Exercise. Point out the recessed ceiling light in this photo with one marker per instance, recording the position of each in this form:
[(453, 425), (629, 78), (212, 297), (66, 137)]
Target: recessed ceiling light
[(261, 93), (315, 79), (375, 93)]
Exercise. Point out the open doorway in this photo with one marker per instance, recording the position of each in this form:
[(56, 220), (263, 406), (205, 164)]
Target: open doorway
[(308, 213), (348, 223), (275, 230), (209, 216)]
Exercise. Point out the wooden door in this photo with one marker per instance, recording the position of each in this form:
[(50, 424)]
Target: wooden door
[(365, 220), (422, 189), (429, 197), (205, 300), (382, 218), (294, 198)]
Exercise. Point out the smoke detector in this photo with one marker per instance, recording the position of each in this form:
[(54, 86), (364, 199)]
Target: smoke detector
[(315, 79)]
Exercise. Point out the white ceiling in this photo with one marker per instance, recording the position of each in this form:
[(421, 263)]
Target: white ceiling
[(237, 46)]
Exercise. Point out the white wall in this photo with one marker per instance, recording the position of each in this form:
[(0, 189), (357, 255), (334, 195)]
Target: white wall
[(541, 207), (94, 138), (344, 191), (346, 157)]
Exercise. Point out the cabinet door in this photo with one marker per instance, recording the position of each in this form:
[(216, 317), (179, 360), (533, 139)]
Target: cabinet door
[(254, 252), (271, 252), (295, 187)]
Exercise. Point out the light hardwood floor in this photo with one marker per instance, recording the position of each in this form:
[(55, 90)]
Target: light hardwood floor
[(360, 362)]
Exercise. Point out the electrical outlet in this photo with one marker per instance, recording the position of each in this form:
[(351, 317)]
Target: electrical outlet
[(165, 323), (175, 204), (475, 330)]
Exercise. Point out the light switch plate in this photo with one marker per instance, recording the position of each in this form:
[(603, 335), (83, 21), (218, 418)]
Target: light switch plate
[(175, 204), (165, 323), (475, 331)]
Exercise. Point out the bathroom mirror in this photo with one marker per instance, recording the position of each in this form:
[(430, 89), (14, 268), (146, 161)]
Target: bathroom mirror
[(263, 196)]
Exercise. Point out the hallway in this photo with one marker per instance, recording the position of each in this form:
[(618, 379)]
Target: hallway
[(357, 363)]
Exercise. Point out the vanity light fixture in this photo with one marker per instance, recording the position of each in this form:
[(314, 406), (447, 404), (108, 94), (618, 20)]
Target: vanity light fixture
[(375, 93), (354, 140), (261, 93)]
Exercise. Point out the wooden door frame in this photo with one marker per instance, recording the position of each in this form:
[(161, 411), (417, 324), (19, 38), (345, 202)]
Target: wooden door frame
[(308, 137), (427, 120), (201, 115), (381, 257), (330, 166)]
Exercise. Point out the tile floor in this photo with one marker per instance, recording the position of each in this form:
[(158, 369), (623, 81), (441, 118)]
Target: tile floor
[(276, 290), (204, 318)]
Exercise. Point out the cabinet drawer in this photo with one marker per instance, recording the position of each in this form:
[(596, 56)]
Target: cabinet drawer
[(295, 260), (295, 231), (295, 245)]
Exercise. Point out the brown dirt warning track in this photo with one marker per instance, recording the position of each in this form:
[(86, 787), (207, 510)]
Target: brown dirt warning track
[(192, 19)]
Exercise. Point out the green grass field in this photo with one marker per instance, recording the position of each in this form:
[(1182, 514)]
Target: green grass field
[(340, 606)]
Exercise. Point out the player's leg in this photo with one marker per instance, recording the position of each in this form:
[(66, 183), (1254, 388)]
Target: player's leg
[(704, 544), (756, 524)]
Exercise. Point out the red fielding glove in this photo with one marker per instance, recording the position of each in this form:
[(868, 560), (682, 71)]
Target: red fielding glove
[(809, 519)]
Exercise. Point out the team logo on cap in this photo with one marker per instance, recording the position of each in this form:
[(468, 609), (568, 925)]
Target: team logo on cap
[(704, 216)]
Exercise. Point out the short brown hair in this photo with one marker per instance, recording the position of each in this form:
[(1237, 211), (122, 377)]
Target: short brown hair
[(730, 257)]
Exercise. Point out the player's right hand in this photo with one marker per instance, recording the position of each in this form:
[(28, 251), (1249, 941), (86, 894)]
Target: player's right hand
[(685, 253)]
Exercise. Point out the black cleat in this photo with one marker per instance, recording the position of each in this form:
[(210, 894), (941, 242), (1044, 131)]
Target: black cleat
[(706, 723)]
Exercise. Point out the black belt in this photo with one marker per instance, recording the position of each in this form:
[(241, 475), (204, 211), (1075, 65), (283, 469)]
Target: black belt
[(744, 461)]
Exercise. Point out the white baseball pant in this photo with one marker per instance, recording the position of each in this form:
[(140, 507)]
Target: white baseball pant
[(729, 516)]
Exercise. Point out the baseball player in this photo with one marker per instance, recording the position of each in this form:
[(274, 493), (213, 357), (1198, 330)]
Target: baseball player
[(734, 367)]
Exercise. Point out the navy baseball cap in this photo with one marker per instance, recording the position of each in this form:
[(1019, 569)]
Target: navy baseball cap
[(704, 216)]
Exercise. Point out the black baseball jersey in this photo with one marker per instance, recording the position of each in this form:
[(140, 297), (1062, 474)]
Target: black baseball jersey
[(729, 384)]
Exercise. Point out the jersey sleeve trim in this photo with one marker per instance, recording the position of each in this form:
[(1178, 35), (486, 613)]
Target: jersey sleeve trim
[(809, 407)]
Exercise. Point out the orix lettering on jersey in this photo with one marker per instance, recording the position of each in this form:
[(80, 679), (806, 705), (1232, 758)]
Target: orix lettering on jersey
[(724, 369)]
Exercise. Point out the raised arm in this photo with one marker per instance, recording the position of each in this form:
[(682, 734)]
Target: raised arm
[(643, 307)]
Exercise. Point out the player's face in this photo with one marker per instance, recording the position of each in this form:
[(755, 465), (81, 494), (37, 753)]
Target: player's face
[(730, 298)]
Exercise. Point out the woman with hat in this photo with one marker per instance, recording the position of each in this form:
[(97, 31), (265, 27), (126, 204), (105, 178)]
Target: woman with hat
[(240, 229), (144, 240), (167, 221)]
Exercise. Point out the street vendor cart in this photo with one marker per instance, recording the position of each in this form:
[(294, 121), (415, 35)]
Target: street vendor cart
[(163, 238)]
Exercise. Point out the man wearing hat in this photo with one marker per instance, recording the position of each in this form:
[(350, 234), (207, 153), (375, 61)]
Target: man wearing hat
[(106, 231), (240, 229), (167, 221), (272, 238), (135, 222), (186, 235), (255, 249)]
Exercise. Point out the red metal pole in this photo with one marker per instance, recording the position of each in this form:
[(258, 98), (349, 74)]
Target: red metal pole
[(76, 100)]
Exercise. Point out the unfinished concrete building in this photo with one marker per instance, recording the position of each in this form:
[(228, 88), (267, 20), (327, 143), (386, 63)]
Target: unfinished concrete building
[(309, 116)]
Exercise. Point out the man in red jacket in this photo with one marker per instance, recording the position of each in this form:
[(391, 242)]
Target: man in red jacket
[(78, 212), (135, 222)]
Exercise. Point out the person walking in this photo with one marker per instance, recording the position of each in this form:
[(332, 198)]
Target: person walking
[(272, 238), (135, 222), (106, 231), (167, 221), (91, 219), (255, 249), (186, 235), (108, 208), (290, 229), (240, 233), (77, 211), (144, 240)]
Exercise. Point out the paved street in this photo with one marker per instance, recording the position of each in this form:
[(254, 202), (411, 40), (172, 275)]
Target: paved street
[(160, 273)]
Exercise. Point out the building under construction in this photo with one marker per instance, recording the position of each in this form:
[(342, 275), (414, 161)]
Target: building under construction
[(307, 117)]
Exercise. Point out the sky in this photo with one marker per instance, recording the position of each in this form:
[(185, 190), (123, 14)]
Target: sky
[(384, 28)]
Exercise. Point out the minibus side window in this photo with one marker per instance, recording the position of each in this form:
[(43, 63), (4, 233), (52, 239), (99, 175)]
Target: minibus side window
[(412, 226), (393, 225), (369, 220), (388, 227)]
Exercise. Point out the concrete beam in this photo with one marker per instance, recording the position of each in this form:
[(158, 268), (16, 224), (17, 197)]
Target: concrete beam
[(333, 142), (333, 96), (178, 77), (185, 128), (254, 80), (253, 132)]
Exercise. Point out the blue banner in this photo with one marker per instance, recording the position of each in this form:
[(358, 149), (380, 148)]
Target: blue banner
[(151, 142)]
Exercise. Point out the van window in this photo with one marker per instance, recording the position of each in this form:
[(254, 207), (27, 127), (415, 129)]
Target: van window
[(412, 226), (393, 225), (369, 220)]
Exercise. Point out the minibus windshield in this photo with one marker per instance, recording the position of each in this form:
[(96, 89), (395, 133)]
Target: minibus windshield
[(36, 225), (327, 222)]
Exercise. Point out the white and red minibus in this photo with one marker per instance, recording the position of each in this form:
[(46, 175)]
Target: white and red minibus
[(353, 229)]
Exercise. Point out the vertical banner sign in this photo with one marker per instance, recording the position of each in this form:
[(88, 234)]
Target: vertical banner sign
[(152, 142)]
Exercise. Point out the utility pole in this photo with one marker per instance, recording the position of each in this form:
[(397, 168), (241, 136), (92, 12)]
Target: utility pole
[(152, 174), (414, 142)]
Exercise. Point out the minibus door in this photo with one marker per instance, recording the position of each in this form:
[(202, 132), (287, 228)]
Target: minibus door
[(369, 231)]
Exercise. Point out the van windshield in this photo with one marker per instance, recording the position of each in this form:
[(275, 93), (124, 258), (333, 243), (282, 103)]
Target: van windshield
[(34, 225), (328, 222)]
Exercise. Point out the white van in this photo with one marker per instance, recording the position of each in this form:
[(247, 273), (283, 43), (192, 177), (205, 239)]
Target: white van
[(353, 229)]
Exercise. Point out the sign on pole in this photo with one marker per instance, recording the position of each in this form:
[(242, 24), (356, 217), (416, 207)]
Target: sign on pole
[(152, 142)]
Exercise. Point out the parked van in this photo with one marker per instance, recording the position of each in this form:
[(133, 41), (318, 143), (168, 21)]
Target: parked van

----------

- **ABOUT THIS EXERCISE**: Retype exactly the lines of the data above that fall between the line with "Exercise. Point out the black cleat" and the line with "Exercise. Point out the black belt", inclusive, and add nothing.

- **EXERCISE SOLUTION**:
Exercise. Point out the black cleat in this photo with one marker per instance, recording the position of each in this form:
[(210, 894), (941, 242), (1044, 131)]
Target: black cleat
[(706, 723)]
Exercise. Point out the black belt in this photo with one marker per instance, recording the position of each in this form:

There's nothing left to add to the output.